Short problem A. Show every line of the listing below that contains the string "green". Case counts.

Provided text.
++++++++

Information on the `marginals` object can be accessed with `print()` and `summary()`. Density plots and density histograms of one more events can be produced using `plot()` and `histogram()` respectively (see packag documentation for details).
### Dates of the Production, Use, and Deposition of a Type
Determining the date of the production, use, and deposition of an artifact type uses the same method of Gibbs sampling discussed above, i.e., consistent batch means to determine convergence. Given that types are ideal constructs used to categorize artifacts, the notion of a "type" has flexibility. While only one "type" at a time can be estimated with `gibbs_ad_type()`, here, a "type" can be defined on the basis of:
* One or more `id` in the finds list.
* One or more `type` in the finds list.
That is, one can pool together multiple finds as a type on the basis of their `id`, even if they were not so explicitly given a `type` in the finds object. Similarly, one can pool together more than one type of artifact, e.g., if one is dealing with multiple subtypes and one wants to evaluate them as a single type (e.g., pooling the labels of "Late Greco-Italic amphora", "MGS V amphora", "MGS VI amphora" into a single type).
The function works on the principle of the presence/absence of the specified type in a given context. First, it identifies all contexts in the sequences to which it has been assigned (i.e., been deposited). Then, it uses a stipulated rule to identify the earliest moment of production, contingent upon its earliest absence within the joint conditional density (see the argument `rule` below). Finally, dates of use are sampled between production and deposition.

++++++++

Point labeling dataset excerpts
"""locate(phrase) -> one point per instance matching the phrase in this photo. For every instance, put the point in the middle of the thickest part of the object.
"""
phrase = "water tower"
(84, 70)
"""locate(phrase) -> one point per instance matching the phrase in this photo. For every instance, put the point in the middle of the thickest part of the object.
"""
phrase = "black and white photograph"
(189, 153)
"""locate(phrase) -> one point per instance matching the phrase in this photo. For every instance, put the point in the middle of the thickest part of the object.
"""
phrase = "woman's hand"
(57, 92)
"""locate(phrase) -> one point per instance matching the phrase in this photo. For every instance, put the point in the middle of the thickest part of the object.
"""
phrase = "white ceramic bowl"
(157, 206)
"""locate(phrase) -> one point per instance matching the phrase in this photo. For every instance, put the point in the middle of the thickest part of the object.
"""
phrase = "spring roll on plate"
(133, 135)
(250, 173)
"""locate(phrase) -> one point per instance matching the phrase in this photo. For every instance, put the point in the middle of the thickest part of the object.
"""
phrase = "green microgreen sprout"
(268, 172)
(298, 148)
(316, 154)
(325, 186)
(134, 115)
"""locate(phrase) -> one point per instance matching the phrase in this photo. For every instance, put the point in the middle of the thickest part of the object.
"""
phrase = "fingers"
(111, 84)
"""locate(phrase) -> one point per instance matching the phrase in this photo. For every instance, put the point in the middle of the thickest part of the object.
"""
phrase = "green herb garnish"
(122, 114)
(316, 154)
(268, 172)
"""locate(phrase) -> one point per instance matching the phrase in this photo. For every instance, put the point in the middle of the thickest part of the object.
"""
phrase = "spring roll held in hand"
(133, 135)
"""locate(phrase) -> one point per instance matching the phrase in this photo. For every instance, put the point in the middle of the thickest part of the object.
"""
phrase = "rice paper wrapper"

++++++++

Short problem B. Edit the passage on dating an artifact type above, starting at "The function works" and ending at "production and deposition.", and give it back with "joint conditional density" replaced by "joint posterior density".

Output A.
phrase = "green microgreen sprout"
phrase = "green herb garnish"

Output B.
The function works on the principle of the presence/absence of the specified type in a given context. First, it identifies all contexts in the sequences to which it has been assigned (i.e., been deposited). Then, it uses a stipulated rule to identify the earliest moment of production, contingent upon its earliest absence within the joint posterior density (see the argument `rule` below). Finally, dates of use are sampled between production and deposition.